**Short problem:** Extract the line that contains "form: [1119, 609]." and every line after it to the end of the records below, exactly as written and nothing else.

-- BEGIN --

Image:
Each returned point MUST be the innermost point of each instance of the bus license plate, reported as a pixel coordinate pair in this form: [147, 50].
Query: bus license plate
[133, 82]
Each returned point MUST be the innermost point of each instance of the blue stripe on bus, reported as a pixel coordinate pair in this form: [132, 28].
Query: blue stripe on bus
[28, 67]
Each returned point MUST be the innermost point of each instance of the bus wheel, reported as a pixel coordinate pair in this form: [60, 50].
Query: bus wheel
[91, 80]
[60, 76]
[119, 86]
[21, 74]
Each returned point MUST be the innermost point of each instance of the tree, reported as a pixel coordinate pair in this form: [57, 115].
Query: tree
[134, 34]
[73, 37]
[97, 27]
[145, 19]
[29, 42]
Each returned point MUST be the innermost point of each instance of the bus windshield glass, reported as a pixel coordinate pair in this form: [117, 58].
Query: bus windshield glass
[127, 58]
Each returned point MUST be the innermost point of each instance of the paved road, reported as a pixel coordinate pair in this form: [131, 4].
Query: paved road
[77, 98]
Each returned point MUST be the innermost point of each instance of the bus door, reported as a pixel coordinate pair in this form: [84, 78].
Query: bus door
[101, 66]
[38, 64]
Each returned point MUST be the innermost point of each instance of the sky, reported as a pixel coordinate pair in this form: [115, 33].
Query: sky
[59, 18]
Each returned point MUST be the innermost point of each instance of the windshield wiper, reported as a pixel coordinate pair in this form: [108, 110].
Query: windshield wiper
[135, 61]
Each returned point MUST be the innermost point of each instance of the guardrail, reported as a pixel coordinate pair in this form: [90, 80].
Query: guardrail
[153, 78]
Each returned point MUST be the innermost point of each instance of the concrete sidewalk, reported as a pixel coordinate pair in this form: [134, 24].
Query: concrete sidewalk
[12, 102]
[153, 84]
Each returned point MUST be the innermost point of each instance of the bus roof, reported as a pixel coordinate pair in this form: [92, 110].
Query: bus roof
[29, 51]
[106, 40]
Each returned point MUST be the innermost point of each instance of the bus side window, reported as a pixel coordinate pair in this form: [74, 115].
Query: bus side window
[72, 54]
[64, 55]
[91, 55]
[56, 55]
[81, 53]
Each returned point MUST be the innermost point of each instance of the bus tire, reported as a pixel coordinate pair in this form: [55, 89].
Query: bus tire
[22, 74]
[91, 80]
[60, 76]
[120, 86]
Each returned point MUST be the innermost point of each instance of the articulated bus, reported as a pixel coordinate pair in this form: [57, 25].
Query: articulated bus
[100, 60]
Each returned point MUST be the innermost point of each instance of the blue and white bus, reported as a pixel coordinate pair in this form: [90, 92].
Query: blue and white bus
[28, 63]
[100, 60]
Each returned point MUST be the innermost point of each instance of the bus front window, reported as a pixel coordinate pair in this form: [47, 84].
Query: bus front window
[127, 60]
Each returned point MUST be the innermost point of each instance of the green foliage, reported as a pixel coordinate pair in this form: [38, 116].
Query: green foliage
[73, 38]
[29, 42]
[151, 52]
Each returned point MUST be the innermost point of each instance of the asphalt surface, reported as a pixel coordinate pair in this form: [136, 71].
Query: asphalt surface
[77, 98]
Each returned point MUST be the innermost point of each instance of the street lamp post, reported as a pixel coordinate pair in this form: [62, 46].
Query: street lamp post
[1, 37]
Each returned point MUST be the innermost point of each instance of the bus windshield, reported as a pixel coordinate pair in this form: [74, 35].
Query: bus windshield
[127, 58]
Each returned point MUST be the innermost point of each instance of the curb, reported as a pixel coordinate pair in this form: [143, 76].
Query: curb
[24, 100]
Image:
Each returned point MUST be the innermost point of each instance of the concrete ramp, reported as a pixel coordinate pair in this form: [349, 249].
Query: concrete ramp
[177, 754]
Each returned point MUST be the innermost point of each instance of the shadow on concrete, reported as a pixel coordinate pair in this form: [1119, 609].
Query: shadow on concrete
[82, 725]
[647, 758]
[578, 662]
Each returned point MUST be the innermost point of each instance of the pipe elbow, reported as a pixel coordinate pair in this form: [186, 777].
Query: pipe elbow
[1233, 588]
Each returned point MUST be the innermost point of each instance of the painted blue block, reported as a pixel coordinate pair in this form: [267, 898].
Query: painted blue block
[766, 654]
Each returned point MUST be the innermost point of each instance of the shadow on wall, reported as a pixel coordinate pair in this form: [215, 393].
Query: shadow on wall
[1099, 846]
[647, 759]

-- END --

**Exercise response:**
Each returned point MUST be the innermost point of each instance of the shadow on concrete, reported as a pixel coordinate pair in this form: [1119, 609].
Query: shadow on concrete
[82, 725]
[647, 758]
[578, 662]
Each returned point MUST be the innermost point of each instance of the pipe elbow, reported as a pixel coordinate pair in this form: [186, 777].
Query: pipe elbow
[1233, 588]
Each returned point MUST be the innermost point of each instance of the painted blue block, reported as a pixel coordinate pair in this form: [267, 898].
Query: painted blue block
[766, 654]
Each returned point MUST be the innermost point of each instance of the shadow on wall, reported as a pixel coordinate pair in this form: [215, 393].
Query: shadow on wall
[1099, 846]
[647, 759]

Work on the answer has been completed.